● Do this: Copy the lines of the listing below, starting at the line containing "instances of necktie." and continuing through the end of the listing, reproducing each one character for character.

---- Available data

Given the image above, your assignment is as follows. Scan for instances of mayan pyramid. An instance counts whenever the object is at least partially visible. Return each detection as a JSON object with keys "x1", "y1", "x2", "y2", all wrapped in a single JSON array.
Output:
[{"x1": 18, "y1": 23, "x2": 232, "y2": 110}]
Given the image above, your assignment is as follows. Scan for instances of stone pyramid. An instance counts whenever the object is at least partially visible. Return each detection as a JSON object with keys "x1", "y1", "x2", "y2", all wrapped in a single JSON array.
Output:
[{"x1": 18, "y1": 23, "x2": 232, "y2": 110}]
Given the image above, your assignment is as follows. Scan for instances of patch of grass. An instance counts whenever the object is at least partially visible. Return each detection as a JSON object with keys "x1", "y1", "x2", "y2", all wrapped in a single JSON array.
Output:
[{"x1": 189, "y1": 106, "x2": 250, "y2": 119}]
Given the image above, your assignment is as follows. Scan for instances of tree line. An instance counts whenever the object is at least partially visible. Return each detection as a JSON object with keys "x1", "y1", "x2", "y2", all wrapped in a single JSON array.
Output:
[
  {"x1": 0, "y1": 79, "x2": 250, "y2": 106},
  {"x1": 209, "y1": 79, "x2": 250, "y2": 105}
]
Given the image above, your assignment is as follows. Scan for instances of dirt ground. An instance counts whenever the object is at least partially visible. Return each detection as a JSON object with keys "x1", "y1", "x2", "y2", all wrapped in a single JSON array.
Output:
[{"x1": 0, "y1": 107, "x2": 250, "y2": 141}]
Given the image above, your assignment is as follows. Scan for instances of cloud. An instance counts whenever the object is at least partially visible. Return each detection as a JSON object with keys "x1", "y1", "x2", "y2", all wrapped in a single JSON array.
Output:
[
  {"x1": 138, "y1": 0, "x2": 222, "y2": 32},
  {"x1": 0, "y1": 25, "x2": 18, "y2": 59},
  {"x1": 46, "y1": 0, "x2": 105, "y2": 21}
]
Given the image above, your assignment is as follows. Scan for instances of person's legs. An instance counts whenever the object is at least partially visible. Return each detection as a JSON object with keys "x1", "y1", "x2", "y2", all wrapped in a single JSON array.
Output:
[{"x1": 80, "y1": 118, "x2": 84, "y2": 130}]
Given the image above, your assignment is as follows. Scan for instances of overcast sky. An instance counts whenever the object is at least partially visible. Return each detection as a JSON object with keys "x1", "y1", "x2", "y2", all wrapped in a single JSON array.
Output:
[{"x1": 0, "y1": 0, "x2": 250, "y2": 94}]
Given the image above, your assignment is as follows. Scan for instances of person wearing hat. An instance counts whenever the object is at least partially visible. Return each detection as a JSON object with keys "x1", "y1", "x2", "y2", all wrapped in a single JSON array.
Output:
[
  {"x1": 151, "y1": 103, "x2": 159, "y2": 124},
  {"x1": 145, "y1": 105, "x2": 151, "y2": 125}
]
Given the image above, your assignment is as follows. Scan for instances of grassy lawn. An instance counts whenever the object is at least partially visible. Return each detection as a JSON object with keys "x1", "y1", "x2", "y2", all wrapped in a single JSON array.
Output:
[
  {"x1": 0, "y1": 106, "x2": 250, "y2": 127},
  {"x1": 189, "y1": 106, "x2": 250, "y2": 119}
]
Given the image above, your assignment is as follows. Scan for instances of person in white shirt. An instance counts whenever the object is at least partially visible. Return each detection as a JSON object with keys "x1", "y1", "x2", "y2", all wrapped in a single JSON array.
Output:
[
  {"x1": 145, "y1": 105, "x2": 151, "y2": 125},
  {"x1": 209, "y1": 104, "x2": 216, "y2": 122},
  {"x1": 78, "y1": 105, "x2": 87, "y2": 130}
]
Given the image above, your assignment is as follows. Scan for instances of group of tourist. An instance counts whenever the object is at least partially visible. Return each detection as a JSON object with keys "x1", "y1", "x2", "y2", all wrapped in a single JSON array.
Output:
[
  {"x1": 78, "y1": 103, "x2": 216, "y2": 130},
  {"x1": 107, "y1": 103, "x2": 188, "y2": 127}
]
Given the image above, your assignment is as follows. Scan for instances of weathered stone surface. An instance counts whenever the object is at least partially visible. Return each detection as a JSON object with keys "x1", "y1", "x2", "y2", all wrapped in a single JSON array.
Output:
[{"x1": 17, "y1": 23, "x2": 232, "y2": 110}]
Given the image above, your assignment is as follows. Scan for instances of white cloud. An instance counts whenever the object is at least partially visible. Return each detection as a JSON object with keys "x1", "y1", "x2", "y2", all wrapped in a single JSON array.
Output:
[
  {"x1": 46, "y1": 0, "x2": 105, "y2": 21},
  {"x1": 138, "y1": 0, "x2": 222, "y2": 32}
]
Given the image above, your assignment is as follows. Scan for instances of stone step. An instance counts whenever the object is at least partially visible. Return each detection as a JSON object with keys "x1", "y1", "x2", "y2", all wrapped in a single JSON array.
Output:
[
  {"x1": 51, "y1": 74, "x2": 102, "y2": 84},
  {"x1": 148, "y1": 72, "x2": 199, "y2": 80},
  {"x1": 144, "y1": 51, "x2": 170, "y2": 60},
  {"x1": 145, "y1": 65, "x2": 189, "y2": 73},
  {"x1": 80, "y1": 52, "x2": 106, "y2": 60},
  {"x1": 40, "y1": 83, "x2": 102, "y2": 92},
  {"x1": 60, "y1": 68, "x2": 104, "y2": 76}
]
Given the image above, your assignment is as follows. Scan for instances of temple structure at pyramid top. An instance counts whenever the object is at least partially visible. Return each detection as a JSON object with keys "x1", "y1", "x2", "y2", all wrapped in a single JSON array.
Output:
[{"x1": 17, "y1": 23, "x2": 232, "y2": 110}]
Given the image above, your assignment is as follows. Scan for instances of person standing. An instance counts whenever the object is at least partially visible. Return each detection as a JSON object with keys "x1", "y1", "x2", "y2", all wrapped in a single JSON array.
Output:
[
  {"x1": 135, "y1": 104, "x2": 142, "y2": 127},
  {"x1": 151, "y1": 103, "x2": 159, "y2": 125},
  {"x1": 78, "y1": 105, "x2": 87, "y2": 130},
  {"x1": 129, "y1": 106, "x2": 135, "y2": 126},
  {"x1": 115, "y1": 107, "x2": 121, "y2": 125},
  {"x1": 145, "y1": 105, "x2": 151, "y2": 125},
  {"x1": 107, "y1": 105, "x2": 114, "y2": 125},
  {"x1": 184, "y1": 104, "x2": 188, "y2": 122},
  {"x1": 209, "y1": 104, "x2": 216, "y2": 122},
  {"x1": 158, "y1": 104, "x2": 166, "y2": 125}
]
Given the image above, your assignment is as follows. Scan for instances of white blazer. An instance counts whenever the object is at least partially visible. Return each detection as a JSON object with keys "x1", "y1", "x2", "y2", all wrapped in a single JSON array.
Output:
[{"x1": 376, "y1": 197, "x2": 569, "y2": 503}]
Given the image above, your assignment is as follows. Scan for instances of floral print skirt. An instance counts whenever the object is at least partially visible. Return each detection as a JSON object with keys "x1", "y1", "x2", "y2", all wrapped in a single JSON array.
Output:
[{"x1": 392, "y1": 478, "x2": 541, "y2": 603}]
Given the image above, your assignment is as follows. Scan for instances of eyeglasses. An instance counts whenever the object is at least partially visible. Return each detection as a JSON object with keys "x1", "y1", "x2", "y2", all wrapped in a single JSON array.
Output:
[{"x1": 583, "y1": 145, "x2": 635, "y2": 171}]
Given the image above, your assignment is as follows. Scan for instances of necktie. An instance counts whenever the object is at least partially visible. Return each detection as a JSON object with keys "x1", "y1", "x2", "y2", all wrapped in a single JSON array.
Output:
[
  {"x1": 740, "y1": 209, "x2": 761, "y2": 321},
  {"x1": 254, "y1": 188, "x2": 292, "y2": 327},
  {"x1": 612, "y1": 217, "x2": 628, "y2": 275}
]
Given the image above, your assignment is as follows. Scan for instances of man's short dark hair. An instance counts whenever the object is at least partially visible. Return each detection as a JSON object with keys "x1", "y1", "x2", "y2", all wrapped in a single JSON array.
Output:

--------

● Solution for this exercise:
Given the image above, your assignment is as follows. Scan for instances of necktie. An instance counts whenever the object is at least partially visible. Return each detection as a JSON object with keys "x1", "y1", "x2", "y2", all wrapped in a single JSON array.
Output:
[
  {"x1": 740, "y1": 209, "x2": 761, "y2": 321},
  {"x1": 254, "y1": 188, "x2": 292, "y2": 327},
  {"x1": 612, "y1": 217, "x2": 628, "y2": 275}
]
Given the image above, your assignment is as follows. Scan for instances of man's short dark hair. An instance counts whenever the object is at least partially visible. Return each detection as a JSON object with keys "x1", "y1", "x2", "y2", all wrapped in a single JSON array.
Output:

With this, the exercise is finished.